### Work required
Please restate each entry word for word and leave the pictures out.

### Records provided
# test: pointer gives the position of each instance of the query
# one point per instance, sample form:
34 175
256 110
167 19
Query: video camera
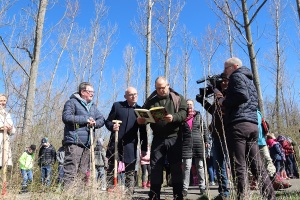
213 82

### Answer to this problem
# test: pointer gives the position of each instance of the query
# one point per instance, sample form:
34 175
256 110
167 19
Query: video camera
213 82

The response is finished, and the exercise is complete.